DO THIS:
Reproduce each of the entries below verbatim, leaving out the pictures.

┌──

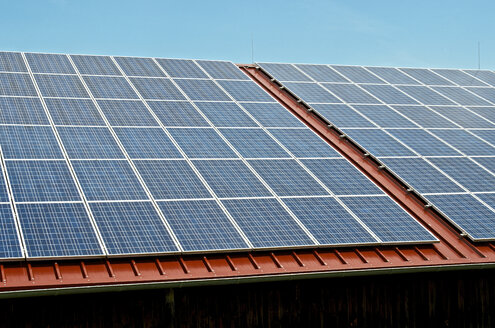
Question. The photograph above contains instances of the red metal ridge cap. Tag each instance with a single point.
(453, 250)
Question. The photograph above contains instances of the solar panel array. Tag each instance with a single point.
(117, 156)
(434, 128)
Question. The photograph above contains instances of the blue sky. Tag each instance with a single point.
(434, 33)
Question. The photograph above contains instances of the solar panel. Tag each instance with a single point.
(225, 114)
(29, 142)
(266, 223)
(127, 113)
(49, 63)
(328, 221)
(201, 225)
(12, 84)
(171, 180)
(10, 246)
(341, 177)
(147, 143)
(254, 143)
(60, 86)
(22, 111)
(108, 180)
(132, 228)
(12, 62)
(287, 178)
(41, 181)
(57, 230)
(73, 112)
(387, 219)
(231, 178)
(89, 142)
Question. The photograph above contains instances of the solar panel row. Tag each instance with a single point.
(433, 128)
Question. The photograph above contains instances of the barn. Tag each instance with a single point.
(171, 192)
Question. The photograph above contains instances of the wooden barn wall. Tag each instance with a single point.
(439, 299)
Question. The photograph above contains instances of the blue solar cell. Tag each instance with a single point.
(225, 114)
(16, 85)
(466, 172)
(201, 225)
(384, 117)
(341, 177)
(60, 86)
(202, 143)
(486, 112)
(22, 111)
(57, 229)
(287, 178)
(487, 135)
(423, 143)
(245, 91)
(468, 213)
(10, 246)
(222, 70)
(182, 68)
(378, 142)
(425, 95)
(127, 113)
(110, 87)
(202, 90)
(485, 76)
(89, 142)
(4, 196)
(155, 88)
(254, 143)
(487, 162)
(266, 223)
(426, 76)
(40, 181)
(424, 117)
(321, 73)
(328, 221)
(74, 112)
(304, 143)
(357, 74)
(231, 178)
(12, 62)
(171, 180)
(465, 142)
(272, 115)
(351, 93)
(49, 63)
(463, 117)
(287, 72)
(147, 143)
(132, 228)
(459, 77)
(387, 219)
(486, 93)
(135, 66)
(461, 96)
(95, 65)
(24, 142)
(388, 94)
(108, 180)
(343, 116)
(421, 175)
(311, 92)
(177, 113)
(392, 75)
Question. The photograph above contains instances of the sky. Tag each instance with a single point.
(434, 33)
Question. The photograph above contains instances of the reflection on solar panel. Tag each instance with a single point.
(435, 129)
(105, 156)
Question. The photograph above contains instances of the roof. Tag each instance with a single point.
(451, 250)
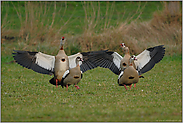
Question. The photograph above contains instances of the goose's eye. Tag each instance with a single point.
(62, 60)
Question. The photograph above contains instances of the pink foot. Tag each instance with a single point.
(130, 86)
(125, 87)
(56, 82)
(134, 85)
(66, 87)
(77, 87)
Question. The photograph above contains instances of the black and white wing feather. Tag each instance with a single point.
(148, 58)
(108, 59)
(37, 61)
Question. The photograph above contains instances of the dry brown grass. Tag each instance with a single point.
(164, 29)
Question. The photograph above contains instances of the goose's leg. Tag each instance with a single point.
(130, 86)
(56, 82)
(125, 87)
(77, 87)
(67, 87)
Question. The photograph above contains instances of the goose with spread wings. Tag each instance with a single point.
(57, 65)
(145, 60)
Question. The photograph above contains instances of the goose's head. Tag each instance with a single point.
(132, 58)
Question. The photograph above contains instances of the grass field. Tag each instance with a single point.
(28, 96)
(38, 26)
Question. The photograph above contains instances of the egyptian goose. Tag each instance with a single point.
(125, 60)
(130, 75)
(57, 65)
(72, 76)
(145, 60)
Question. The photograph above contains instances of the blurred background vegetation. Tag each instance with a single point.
(38, 26)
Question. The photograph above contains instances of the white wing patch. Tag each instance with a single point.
(142, 59)
(72, 60)
(66, 73)
(117, 59)
(45, 61)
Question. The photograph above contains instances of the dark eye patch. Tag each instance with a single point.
(62, 60)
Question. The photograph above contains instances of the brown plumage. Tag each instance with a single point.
(61, 65)
(130, 75)
(125, 61)
(72, 76)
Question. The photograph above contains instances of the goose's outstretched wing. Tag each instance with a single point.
(37, 61)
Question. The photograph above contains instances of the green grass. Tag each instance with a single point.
(28, 96)
(117, 12)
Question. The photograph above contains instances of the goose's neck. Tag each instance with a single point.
(77, 62)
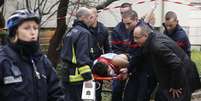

└──

RESPONSE BELOW:
Question. The photograph above contains instances of the red metal ridge cap. Tag each instance with a single point.
(453, 250)
Question. The photograph above contains instances of the solar panel array. Tag each instance with a single point.
(117, 156)
(434, 128)
Question. The photograph above contains instances of the blue sky. Tag each instance with a single point.
(434, 33)
Question. The photograph above contains instances of the solar panel. Tag each instance with a single point.
(225, 114)
(29, 142)
(266, 223)
(127, 113)
(49, 63)
(328, 221)
(201, 225)
(12, 84)
(171, 180)
(10, 246)
(341, 177)
(147, 143)
(254, 143)
(60, 86)
(22, 111)
(108, 180)
(132, 228)
(12, 62)
(287, 178)
(41, 181)
(57, 230)
(73, 112)
(387, 219)
(231, 178)
(89, 142)
Question. The photograph above contains instances of the solar panel row. Tag each instance with a single point.
(433, 128)
Question. The photograph above contains instances of the barn. Tag each instance with a single point.
(171, 192)
Question. The photograph above contains instances of the wooden barn wall. Tag each instance with a single point.
(439, 299)
Question. The photograph above contains instances of the blue solar cell. Tag each instance with a single point.
(225, 114)
(16, 85)
(466, 172)
(201, 225)
(384, 117)
(341, 177)
(60, 86)
(202, 143)
(486, 112)
(22, 111)
(57, 229)
(287, 178)
(487, 135)
(423, 143)
(245, 91)
(468, 213)
(10, 246)
(222, 70)
(182, 68)
(378, 142)
(425, 95)
(127, 113)
(110, 87)
(202, 90)
(485, 76)
(89, 142)
(4, 196)
(155, 88)
(254, 143)
(487, 162)
(266, 223)
(426, 76)
(40, 181)
(424, 117)
(321, 73)
(328, 221)
(74, 112)
(304, 143)
(357, 74)
(231, 178)
(12, 62)
(171, 180)
(465, 142)
(272, 115)
(351, 93)
(49, 63)
(463, 117)
(287, 72)
(147, 143)
(132, 228)
(459, 77)
(387, 219)
(486, 93)
(135, 66)
(461, 96)
(95, 65)
(24, 142)
(388, 94)
(108, 180)
(343, 116)
(421, 175)
(311, 92)
(177, 113)
(392, 75)
Question. The photograph above contains instances of the sky. Tag each instance with a single point.
(434, 33)
Question. The photograph above contains instances of the reflection on solar panel. Tag each instance with a single point.
(435, 129)
(105, 156)
Question. The photograph above contains instances of the roof. Tag each instance with a single point.
(451, 250)
Question. The photograph above contains instances of the goose's eye. Tag each instance with a single point.
(62, 60)
Question. The photograph above contains instances of the pink foot. Tag each instance with a single point.
(130, 86)
(125, 87)
(56, 82)
(134, 85)
(66, 87)
(77, 87)
Question. The photograph above contains instances of the black and white wing feather. Tag each instance with a single point.
(148, 58)
(108, 59)
(37, 61)
Question. The photograph above contains instances of the dry brown grass. Tag each instance with a single point.
(164, 29)
Question. The photograph above contains instances of the goose's leg. Tag each instance with a single point.
(130, 86)
(56, 82)
(125, 87)
(77, 87)
(67, 87)
Question. The photograph above contains instances of the goose with spread wings. Tag each instance with a single point.
(57, 65)
(145, 60)
Question. The photograph above contains instances of the goose's head. Tag each instance with a single point.
(132, 58)
Question. The photograph above contains instances of the grass field. Tag each instance with a single point.
(28, 96)
(38, 26)
Question. The photograph above contains instances of the egyptian goose. Tag each instance with a single point.
(125, 60)
(130, 75)
(57, 65)
(72, 76)
(145, 60)
Question. The photograph above contains instances of the blurred background vegetation. Tag each instance with a single point.
(38, 26)
Question. The photograph above contains instances of the white wing patch. Tag each instance with a single point.
(142, 59)
(72, 60)
(66, 73)
(117, 59)
(45, 61)
Question. The photograph above contains instances of the dark eye patch. Tag each instance with a single point.
(62, 60)
Question. The photograph above contains instances of the brown plumage. Tag each instance with a single point.
(61, 65)
(130, 75)
(125, 61)
(72, 76)
Question. The photograph above contains instances of the goose's outstretched wing. Tag each instance with a single point.
(37, 61)
Question. The photograph above contains instances of the green grass. Tag each instance with a single point.
(28, 96)
(117, 12)
Question. The photograph above contains instances of the goose's neck. Tag each instance with a single point.
(77, 62)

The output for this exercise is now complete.